[Dataset entries — start]

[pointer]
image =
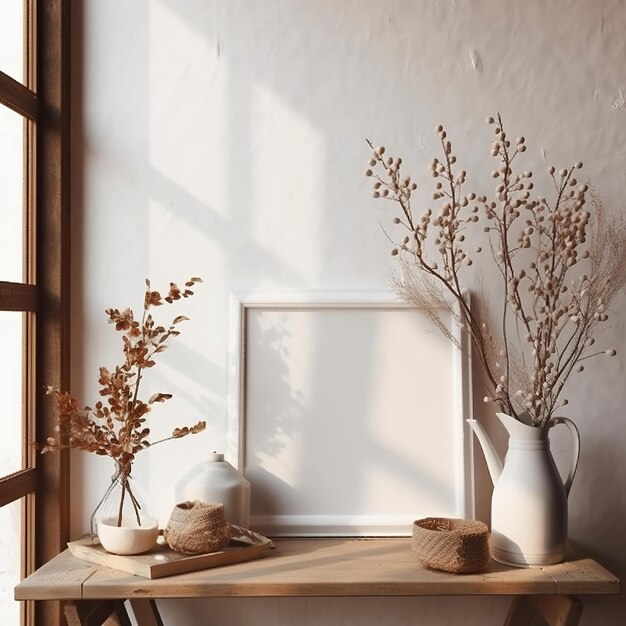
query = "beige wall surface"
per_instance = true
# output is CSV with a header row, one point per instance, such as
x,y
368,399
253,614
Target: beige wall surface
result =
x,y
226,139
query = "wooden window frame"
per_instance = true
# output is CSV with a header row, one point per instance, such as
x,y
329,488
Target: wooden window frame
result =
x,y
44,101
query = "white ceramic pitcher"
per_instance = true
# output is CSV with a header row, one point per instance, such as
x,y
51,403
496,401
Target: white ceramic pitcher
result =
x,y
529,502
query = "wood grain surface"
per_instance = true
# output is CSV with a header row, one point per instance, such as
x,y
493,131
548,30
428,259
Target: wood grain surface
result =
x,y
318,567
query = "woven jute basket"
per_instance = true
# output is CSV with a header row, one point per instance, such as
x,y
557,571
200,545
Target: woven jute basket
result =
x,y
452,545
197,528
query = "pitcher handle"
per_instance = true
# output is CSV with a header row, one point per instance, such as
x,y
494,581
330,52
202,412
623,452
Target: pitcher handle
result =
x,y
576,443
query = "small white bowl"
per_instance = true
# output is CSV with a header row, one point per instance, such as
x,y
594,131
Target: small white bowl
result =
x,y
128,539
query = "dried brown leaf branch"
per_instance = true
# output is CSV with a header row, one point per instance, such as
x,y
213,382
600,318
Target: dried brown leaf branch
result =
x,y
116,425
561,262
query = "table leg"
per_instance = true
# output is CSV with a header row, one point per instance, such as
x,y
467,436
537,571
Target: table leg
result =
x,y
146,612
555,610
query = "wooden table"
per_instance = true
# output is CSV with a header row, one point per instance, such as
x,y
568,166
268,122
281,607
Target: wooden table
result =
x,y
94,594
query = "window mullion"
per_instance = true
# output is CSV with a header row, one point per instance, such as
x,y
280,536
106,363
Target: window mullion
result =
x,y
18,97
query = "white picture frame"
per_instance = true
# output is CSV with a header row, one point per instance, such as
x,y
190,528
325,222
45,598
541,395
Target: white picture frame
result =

[Dataset entries — finish]

:: Work required ::
Looking at the listing above, which lines hold "dried"? Copy every such line.

:: Result ::
query = "dried brown leaf branch"
Target: dried brown leaf branch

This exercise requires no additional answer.